= Your goal =
Set down a true copy of the data, with all pictures left out.

= Information provided =
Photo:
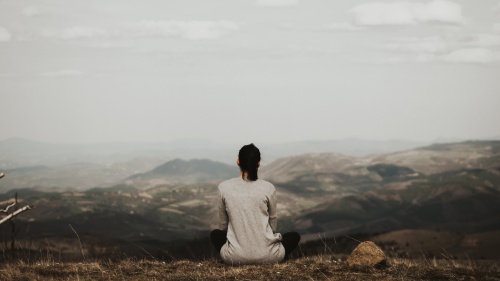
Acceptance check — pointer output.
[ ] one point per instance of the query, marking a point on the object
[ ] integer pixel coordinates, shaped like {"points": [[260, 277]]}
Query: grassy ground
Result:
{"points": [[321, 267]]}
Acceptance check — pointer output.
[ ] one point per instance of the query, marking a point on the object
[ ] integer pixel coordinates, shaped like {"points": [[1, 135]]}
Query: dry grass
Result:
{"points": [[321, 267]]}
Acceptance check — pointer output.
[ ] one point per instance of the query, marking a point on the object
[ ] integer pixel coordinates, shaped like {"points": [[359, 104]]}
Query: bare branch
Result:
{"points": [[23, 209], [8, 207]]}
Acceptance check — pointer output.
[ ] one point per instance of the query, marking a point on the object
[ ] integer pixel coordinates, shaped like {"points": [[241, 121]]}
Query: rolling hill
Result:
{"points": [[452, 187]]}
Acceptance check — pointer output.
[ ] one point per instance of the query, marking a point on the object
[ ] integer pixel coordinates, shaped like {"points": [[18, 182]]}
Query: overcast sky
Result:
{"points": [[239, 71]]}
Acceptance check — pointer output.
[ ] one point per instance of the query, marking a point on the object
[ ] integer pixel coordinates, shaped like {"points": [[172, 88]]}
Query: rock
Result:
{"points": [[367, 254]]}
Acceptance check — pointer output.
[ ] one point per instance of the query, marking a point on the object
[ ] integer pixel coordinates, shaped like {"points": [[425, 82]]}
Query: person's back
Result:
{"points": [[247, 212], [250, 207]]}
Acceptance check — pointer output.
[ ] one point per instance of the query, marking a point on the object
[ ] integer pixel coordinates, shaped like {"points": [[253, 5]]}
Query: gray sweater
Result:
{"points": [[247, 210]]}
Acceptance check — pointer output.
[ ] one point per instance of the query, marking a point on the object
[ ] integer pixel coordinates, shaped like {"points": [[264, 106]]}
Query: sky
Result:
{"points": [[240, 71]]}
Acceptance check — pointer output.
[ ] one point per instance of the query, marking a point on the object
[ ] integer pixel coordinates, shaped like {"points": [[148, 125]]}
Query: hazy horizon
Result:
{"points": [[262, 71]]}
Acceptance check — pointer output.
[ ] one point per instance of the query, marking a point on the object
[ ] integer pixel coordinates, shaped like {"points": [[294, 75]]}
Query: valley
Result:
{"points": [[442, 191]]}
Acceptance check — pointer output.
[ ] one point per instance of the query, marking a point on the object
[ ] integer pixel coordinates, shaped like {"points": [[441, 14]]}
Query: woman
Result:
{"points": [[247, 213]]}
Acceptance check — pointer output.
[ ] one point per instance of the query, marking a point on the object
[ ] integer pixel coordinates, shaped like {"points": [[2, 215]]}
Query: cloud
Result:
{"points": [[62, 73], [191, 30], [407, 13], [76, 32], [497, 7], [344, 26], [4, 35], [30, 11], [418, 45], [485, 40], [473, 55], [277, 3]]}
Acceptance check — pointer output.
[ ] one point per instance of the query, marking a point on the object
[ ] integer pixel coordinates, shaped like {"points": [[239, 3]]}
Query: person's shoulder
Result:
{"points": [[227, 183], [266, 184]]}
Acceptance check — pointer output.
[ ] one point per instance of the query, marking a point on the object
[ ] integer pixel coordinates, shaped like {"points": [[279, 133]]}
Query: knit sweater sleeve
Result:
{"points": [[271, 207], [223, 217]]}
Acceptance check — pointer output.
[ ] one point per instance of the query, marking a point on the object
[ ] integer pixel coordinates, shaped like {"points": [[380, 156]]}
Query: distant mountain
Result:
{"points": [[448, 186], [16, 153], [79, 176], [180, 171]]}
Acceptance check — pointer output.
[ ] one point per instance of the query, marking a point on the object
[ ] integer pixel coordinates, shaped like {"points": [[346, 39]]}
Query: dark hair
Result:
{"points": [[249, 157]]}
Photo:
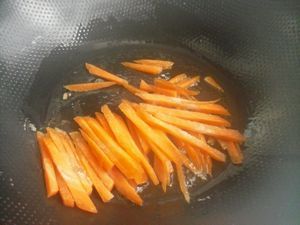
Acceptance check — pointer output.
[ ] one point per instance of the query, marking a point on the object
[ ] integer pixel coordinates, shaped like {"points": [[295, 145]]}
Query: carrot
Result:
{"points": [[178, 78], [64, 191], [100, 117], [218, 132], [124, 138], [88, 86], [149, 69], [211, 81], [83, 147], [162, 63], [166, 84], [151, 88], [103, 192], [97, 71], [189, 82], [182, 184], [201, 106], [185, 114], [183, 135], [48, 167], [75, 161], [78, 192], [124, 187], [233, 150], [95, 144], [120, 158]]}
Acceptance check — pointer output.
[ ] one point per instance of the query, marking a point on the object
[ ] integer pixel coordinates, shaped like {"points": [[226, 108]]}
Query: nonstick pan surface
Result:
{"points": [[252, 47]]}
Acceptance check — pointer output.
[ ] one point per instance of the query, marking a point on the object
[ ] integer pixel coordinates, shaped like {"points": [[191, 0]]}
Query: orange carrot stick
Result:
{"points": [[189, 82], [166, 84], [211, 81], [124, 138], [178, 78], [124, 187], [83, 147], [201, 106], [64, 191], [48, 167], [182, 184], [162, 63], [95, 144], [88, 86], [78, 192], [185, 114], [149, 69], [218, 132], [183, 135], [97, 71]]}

= Expected output =
Photo:
Acceptance check — pointer output.
[ ] one point per instance of the query, marking a point on the object
[ ] integer pixel coordinates, shaped like {"points": [[260, 277]]}
Query: grassy ground
Result:
{"points": [[321, 267]]}
Acceptance check — pointer output.
[ ] one point per instance of the query, marking a point on the object
[ ] integer pixel coordinates, shaped like {"points": [[1, 135]]}
Query: dry grass
Result:
{"points": [[321, 267]]}
Acceptance check — pointer output.
[ ] one point per instance of the query, marking a point on the object
[ ] integer pixel coordinates, shaped like {"points": [[359, 104]]}
Query: bare branch
Result:
{"points": [[23, 209], [8, 207]]}
Acceptance check — pointer output.
[ ] one point per instance of the query, marking a point on the object
[ ] integer pixel coordinates, shaped like {"points": [[241, 121]]}
Query: rolling hill
Result:
{"points": [[452, 187]]}
Acceptance check — pointer output.
[ ] one point per instance of the query, marking a point on the object
[ ] integer pixel coordinates, shaped like {"points": [[18, 182]]}
Query: overcast sky
Result:
{"points": [[239, 71]]}
Acceptance check — pointer output.
[ ] one point per instance of the query, marking a point on the object
[ ] integer pixel coordinates, shaped like {"points": [[172, 88]]}
Query: rock
Result:
{"points": [[367, 254]]}
Acceptance check — pointer output.
[ ] one point per instance of the query, marking a point on the object
[ ] integer pixel coordinates, shaped like {"points": [[425, 82]]}
Query: person's back
Result:
{"points": [[247, 212], [250, 207]]}
Acceptance check — pointer output.
[ ] one point per instance of the query, marking a point on the object
[ ] integer pixel coordinates, shaped like {"points": [[253, 5]]}
Query: gray sweater
Result:
{"points": [[247, 210]]}
Acceptance check — pointer output.
[ ] one point per instance of the query, marking a point on the object
[ ] integer pixel coordinates, shaped like {"points": [[264, 106]]}
Query: sky
Result:
{"points": [[240, 71]]}
Acceptance check — pointer output.
[ ] one point per instance of the query, marking a point on the object
[ ] integer pixel coordinates, shaped like {"points": [[148, 125]]}
Query: hazy horizon
Result:
{"points": [[262, 71]]}
Acceptance check — pointer output.
[ ] one point per instance of the query, marking a point on the object
[ ] integer pixel coordinates, shaped like {"points": [[294, 75]]}
Query: valley
Result:
{"points": [[442, 191]]}
Acceptance check — pointer output.
[ ] one point per instance of the query, marking a point on the object
[ ] integer pixel coordinates, shaped like {"points": [[441, 14]]}
Query: woman
Result:
{"points": [[247, 213]]}
Acceptance check — pointer output.
[ ] one point per instance of the query, marking a point on the object
[ ] integer pixel coordinates, shaped like {"points": [[2, 215]]}
Query: cloud
Result:
{"points": [[62, 73], [191, 30], [407, 13], [76, 32], [497, 7], [344, 26], [4, 35], [30, 11], [418, 45], [485, 40], [473, 55], [277, 3]]}
Acceptance check — pointer output.
[ ] one point per instance of the query, marking a point on the object
[ ] integer pixel coordinates, shaped like {"points": [[239, 3]]}
Query: person's shoulder
Result:
{"points": [[227, 183], [266, 184]]}
Acceptance check — pointer output.
[ ] one point per instance of the query, marking a point on the object
[ ] integer pixel coordinates, shaped like {"points": [[279, 133]]}
Query: knit sweater sleeve
Result:
{"points": [[271, 207], [223, 217]]}
Acceptance check — pointer output.
[ ] one point per instance of the query, marking a point on the object
[ ] integer pixel coordinates, shaped like {"points": [[380, 156]]}
Query: distant mountain
Result:
{"points": [[448, 186], [16, 153], [79, 176], [180, 171]]}
Acceptance check — pointer output.
[ ] one point per instance of the query, marking a point on the object
[ ] integer pixel coordinates, shaped like {"points": [[346, 39]]}
Query: dark hair
Result:
{"points": [[249, 157]]}
Photo:
Acceptance check — pointer output.
[ ] one point per instance of the query, marking a point on the object
[ ] integer pixel coordinates, shaped like {"points": [[295, 145]]}
Query: carrot
Result:
{"points": [[178, 78], [64, 191], [100, 117], [218, 132], [124, 138], [88, 86], [149, 69], [211, 81], [83, 147], [162, 63], [166, 84], [151, 88], [103, 192], [97, 71], [189, 82], [182, 184], [201, 106], [185, 114], [183, 135], [48, 167], [75, 161], [78, 192], [124, 187], [233, 150], [95, 144], [120, 158]]}
Acceptance check — pointer output.
[ ] one point per instance of the query, marking a point on the object
[ ] integer pixel coordinates, shaped like {"points": [[226, 108]]}
Query: nonstick pan surface
Result:
{"points": [[252, 47]]}
Acceptance check — pointer output.
[ ] one point per instance of the query, marking a point on the object
[ ] integer pixel coordinates, shaped like {"points": [[191, 0]]}
Query: orange carrot stick
Result:
{"points": [[189, 82], [166, 84], [211, 81], [124, 138], [178, 78], [124, 187], [83, 147], [201, 106], [64, 191], [48, 167], [182, 184], [162, 63], [95, 144], [88, 86], [78, 192], [185, 114], [149, 69], [218, 132], [183, 135], [97, 71]]}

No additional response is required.